#### Brano scelto
Film & Serie TV

L’ossessione del sequel a tutti i costi: come rovinare un buon prodotto

Generalmente non mi considero una persona polemica. O meglio: non amo affatto discutere. Per cui, ogni qual volta mi trovo alle prese con qualcosa che sento non meritare la mia attenzione, semplicemente me ne disinteresso.

Ciononostante, ci sono alcuni aspetti che mi innervosiscono particolarmente e sui quali non posso fare a meno di soffermarmi  e di dire la mia. Uno, per esempio, è l’ossessione – tutta degli ultimi anni – per il sequel a tutti i costi.

Vado a spiegarmi meglio: una tendenza che ho notato svilupparsi negli ultimi anni (e che trovo, nemmeno a dirlo, fastidiosissima) è il brutto vizio di trarre sequel da ogni cosa, purché di successo.
Accade particolarmente sul piccolo schermo, ma anche il cinema non è immune dal fenomeno.

#### Righe dei dati
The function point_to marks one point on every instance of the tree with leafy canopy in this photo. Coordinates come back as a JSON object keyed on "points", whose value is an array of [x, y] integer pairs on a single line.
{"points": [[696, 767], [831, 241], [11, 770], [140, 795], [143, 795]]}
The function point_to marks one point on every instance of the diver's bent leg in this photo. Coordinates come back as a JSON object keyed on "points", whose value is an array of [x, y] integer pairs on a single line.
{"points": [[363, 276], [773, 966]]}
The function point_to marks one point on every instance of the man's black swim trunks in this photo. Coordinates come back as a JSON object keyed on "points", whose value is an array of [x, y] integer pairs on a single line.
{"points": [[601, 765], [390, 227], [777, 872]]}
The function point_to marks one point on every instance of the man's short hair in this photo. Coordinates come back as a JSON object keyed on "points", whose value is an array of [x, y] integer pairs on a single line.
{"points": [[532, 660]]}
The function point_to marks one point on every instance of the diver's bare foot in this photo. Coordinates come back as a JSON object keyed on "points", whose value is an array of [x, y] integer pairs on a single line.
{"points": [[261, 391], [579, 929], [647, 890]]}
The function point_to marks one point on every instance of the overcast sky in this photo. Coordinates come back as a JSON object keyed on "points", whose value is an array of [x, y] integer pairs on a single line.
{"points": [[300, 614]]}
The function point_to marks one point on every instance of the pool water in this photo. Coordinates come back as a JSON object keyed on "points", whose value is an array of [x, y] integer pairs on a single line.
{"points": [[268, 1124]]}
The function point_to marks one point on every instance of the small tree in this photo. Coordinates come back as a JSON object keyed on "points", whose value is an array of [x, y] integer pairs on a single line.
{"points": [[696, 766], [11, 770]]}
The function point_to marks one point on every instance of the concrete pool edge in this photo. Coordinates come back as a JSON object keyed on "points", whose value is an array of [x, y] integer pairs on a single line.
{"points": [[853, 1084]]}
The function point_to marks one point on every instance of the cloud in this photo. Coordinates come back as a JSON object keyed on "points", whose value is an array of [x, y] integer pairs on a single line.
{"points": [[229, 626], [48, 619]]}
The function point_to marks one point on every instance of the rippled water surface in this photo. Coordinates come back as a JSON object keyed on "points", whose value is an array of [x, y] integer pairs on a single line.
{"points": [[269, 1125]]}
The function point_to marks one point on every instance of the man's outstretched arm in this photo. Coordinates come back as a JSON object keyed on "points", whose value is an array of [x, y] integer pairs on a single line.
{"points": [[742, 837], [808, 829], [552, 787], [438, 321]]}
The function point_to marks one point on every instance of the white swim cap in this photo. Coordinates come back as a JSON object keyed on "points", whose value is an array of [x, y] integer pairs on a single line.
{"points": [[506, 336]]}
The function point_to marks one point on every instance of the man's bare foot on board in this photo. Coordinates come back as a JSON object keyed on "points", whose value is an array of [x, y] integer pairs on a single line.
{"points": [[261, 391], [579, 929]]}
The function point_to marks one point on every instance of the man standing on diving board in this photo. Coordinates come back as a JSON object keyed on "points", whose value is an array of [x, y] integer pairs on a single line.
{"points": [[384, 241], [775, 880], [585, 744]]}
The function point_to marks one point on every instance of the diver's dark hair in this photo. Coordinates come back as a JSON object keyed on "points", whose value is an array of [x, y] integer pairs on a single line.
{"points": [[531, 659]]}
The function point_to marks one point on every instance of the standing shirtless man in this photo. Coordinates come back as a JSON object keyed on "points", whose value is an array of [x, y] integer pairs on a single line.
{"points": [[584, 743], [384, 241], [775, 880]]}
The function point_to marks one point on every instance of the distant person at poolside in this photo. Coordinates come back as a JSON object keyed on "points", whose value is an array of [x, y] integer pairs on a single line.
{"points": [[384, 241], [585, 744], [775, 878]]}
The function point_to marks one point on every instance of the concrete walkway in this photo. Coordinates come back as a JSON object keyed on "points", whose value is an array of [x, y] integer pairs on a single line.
...
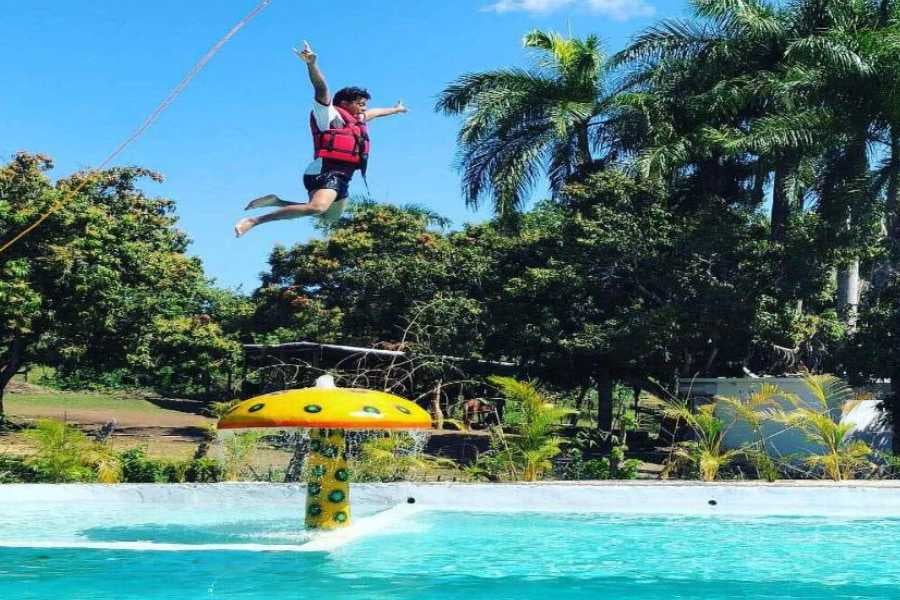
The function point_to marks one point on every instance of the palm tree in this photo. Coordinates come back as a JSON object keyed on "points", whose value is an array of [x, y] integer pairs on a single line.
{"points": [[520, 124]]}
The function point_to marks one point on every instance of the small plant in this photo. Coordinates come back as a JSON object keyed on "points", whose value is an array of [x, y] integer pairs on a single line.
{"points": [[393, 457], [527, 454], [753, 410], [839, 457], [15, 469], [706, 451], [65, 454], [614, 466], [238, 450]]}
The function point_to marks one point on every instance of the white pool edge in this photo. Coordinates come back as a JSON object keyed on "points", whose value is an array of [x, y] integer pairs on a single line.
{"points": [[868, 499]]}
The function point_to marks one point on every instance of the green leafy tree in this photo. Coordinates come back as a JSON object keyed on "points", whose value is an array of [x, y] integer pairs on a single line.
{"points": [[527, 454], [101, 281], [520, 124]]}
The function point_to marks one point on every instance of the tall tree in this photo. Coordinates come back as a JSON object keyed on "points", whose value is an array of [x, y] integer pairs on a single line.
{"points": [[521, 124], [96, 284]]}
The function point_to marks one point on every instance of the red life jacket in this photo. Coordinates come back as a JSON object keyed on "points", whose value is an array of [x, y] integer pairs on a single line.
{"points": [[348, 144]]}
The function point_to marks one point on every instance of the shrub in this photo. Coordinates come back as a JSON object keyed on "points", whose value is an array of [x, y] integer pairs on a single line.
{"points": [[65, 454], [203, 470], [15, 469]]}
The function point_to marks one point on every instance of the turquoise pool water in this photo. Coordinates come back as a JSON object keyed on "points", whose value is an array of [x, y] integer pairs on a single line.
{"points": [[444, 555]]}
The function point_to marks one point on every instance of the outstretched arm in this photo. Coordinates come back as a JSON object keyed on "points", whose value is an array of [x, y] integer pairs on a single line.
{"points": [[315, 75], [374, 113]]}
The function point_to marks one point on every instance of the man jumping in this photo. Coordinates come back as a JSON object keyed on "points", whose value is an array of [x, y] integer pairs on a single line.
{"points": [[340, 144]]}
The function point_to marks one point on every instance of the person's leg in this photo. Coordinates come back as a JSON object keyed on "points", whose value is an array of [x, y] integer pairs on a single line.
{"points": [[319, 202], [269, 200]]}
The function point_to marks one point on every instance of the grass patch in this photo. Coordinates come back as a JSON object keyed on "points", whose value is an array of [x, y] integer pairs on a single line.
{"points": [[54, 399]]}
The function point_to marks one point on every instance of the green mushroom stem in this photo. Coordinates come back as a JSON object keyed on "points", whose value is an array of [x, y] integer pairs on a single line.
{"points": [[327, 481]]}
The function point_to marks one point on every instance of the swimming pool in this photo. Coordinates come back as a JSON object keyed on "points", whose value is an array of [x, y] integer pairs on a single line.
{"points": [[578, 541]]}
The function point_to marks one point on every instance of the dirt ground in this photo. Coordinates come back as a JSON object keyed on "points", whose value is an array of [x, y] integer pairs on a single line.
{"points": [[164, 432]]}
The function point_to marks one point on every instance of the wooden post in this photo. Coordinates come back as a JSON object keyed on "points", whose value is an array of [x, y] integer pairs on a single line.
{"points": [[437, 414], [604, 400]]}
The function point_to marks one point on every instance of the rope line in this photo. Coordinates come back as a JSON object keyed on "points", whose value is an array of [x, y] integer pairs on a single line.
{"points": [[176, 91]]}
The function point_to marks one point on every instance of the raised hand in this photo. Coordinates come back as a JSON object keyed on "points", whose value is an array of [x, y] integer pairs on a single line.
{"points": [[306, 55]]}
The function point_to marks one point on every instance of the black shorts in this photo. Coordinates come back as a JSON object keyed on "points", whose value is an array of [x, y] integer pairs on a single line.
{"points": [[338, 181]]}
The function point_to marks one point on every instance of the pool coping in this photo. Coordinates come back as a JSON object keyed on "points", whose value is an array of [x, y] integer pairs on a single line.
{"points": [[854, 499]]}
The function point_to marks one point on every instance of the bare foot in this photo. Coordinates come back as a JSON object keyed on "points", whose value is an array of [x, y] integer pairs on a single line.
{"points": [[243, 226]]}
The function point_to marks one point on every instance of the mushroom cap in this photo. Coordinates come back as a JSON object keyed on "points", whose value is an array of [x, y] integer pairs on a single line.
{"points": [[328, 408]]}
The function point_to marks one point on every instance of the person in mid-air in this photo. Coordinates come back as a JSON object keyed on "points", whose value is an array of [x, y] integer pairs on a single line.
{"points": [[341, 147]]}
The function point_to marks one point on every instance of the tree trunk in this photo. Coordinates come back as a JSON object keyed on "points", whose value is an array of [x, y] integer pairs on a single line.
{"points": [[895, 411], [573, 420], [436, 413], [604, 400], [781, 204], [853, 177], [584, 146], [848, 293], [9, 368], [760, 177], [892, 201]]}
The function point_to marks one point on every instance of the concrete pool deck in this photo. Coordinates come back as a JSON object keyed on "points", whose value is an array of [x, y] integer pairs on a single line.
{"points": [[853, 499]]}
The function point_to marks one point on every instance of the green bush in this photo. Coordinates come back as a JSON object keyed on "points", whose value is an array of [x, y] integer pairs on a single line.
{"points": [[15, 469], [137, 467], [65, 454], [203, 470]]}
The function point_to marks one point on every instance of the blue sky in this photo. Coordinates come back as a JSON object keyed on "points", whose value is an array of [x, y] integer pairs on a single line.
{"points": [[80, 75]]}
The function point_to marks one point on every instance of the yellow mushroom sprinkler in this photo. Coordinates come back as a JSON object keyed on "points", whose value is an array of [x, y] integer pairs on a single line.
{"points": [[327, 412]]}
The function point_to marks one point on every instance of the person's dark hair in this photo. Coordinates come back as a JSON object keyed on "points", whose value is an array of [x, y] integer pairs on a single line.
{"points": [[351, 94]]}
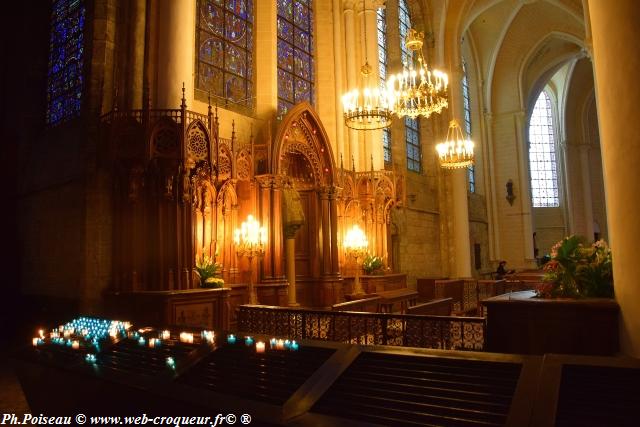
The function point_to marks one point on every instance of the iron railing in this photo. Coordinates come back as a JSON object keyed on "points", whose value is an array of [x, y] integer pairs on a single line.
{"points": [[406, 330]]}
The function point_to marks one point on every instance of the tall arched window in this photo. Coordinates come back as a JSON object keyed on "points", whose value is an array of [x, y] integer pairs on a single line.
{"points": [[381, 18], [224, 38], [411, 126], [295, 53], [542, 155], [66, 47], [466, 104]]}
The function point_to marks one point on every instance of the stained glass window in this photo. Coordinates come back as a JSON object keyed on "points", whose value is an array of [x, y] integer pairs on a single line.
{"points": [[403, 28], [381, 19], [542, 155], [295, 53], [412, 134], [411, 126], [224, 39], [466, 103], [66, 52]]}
...
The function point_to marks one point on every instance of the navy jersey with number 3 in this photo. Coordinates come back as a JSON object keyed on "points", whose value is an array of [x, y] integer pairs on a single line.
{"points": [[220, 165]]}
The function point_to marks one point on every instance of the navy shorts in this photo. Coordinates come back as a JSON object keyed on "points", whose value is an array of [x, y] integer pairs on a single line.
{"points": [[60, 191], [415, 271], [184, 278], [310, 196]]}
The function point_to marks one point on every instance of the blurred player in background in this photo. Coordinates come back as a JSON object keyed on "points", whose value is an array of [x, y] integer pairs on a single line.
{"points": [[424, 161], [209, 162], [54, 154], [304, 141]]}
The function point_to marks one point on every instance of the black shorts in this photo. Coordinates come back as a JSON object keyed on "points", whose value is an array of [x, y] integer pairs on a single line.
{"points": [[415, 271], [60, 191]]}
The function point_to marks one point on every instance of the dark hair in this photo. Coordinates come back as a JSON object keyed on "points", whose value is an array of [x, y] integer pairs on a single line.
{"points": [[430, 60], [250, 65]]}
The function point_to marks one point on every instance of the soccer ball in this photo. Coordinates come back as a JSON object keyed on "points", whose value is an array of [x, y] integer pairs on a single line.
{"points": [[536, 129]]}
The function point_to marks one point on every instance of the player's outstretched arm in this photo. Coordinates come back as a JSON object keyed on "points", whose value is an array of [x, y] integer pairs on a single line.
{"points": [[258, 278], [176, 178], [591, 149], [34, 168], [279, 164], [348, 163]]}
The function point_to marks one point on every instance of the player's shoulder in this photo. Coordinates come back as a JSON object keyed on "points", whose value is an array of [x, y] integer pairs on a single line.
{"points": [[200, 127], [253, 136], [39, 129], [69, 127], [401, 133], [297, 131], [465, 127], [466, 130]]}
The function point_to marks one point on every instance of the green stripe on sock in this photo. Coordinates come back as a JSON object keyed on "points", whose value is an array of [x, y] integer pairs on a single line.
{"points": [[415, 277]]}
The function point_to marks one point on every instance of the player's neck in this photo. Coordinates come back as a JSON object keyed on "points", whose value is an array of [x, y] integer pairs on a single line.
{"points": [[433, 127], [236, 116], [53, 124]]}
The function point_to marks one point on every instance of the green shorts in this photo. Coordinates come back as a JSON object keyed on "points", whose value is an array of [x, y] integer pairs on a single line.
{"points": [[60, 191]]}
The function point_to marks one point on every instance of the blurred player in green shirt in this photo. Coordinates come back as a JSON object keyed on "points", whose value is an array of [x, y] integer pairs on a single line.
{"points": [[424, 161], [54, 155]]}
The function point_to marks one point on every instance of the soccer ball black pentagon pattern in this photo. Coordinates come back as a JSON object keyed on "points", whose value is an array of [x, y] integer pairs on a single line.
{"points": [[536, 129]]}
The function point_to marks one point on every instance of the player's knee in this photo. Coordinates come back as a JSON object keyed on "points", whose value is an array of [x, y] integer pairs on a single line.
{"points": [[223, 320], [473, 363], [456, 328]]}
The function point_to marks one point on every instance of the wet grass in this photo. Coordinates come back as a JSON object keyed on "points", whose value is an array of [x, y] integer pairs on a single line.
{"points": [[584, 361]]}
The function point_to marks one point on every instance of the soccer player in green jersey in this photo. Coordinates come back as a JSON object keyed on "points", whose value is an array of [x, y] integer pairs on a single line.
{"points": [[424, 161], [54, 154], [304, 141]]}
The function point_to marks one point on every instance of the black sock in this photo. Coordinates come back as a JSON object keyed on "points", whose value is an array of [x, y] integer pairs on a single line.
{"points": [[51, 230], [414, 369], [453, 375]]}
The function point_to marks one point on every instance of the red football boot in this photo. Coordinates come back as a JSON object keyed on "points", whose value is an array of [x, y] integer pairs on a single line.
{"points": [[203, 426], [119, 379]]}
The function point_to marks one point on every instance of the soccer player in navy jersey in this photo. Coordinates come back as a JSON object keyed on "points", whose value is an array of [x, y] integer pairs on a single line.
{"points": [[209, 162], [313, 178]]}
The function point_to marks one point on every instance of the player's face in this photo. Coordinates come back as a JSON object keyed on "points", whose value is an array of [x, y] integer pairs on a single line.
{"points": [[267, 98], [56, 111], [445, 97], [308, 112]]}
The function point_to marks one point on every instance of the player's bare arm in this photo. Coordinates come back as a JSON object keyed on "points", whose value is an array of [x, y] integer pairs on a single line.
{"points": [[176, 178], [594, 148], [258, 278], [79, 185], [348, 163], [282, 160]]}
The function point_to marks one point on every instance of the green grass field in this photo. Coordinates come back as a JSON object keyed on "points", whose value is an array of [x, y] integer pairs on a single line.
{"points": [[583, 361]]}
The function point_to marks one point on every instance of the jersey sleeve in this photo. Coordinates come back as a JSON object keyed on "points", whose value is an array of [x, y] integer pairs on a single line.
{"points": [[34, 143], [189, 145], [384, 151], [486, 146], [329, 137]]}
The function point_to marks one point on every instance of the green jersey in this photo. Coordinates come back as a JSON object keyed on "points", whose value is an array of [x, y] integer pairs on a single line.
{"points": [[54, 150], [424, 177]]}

#### Istruzioni dell'esercizio
**a)** Per favore, riassumi in una o due frasi il paragrafo del brano scelto che inizia con «Ciononostante, ci sono alcuni aspetti» e conservane i fatti principali.
**b)** Riporta senza modifiche il tratto del brano scelto che va da "L’ossessione del sequel" fino a "immune dal fenomeno.".
Per rispondere usa soltanto il brano scelto.

#### Le risposte
**a)** Alcuni aspetti provocano comunque un particolare nervosismo e spingono a dire la propria. Uno di questi è l'ossessione degli ultimi anni per il sequel a tutti i costi.

**b)**
L’ossessione del sequel a tutti i costi: come rovinare un buon prodotto

Generalmente non mi considero una persona polemica. O meglio: non amo affatto discutere. Per cui, ogni qual volta mi trovo alle prese con qualcosa che sento non meritare la mia attenzione, semplicemente me ne disinteresso.

Ciononostante, ci sono alcuni aspetti che mi innervosiscono particolarmente e sui quali non posso fare a meno di soffermarmi  e di dire la mia. Uno, per esempio, è l’ossessione – tutta degli ultimi anni – per il sequel a tutti i costi.

Vado a spiegarmi meglio: una tendenza che ho notato svilupparsi negli ultimi anni (e che trovo, nemmeno a dirlo, fastidiosissima) è il brutto vizio di trarre sequel da ogni cosa, purché di successo.
Accade particolarmente sul piccolo schermo, ma anche il cinema non è immune dal fenomeno.